"Shakin' All Over" is a song originally performed by Johnny Kidd & the Pirates. It was written by leader Johnny Kidd, and his original recording reached No. 1 on the UK Singles Chart in August 1960.  The song is sometimes credited to Frederick Albert Heath, which is Kidd's real name. Kidd's recording was not a hit outside Europe. In other parts of the world the song is better known by recordings from other artists.

A version by Chad Allan and the Expressions, later known as The Guess Who, was recorded in December 1964. It reached #1 in Canada in the spring of 1965, #22 in the US and #27 in Australia. Another famous recording by The Who was featured on their 1970 album Live at Leeds.

Normie Rowe's 1965 version reached No. 1 in Australia as a double A-side with "Que Sera Sera".

History

Johnny Kidd version
The musicians who performed on the original recording were Johnny Kidd (vocals), Alan Caddy (rhythm guitar), Brian Gregg (bass), Clem Cattini (drums) and Joe Moretti (lead guitar). Kidd was quoted as saying: When I was going round with a bunch of lads and we happened to see a girl who was a real sizzler, we used to say that she gave us 'quivers down the membranes'. It was a standard saying with us referring to any attractive girl. I can honestly say that it was this more than anything that inspired me to write "Shakin' All Over".

__Required actions__
- A) According to the text on "Shakin' All Over," who played lead guitar on the original recording?
- B) Resume the text on "Shakin' All Over" from the point at which it stops.
The rows that follow were drawn from a separate source.

Data items
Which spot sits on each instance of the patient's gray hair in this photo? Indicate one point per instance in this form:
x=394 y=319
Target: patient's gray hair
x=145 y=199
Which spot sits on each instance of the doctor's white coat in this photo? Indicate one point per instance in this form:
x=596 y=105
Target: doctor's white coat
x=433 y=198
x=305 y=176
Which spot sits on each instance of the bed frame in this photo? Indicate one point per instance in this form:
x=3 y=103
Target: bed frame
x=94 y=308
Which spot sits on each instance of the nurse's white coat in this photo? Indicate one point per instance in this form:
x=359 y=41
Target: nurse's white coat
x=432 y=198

__Written answers__
- A) Joe Moretti played lead guitar on the original recording.

- B)
The Twiliters version
In 1964, a band from Plattsburgh, New York called the Twiliters recorded a version of "Shakin' All Over" and released it on the B-side of a single. Bill Kennedy, the leader of the group, had heard the song while stationed in Germany with the US Air Force. The A-side was called "(Everybody's Goin' To) Rollerland" and the songs were recorded before a crowd at the local Rollerland skating rink. It was released by Empire Records and gained some regional success but did not chart.

The Guess Who version
The song gained more fame after it was recorded in Winnipeg in December 1964 by a group called Chad Allan and the Expressions. In the spring of 1965 the record became a #1 hit in Canada. The group's label Quality Records credited the artist as "Guess Who?" in an attempt to disguise their origin and hint that the group might be a British Invasion act. The actual name was revealed a few months later, but radio DJs continued to announce the artist as "Guess Who?". This prompted the group to change their name to The Guess Who. This version was also a #22 hit in the United States. In 1975 The Guess Who recorded a new song called "When The Band Was Singin' 'Shakin' All Over'".  Though it makes lyrical reference to the original, this is a distinctly different song.

Mae West Version
Actress and singer Mae West released a version of "Shakin' All Over" on the LP Way Out West, released in the US by Tower Records in 1966. In the UK it appeared on the Stateside label.

Normie Rowe version
The Guess Who's version also became a #27 hit in Australia, but another version became a national #1 hit in late 1965 for Normie Rowe.  Rowe's version (backed by "Que Sera Sera") was one of the biggest-selling singles of the decade in that country. Rowe had recorded his take on the song before The Guess Who, and based his release on a 1962 version by Johnny Chester.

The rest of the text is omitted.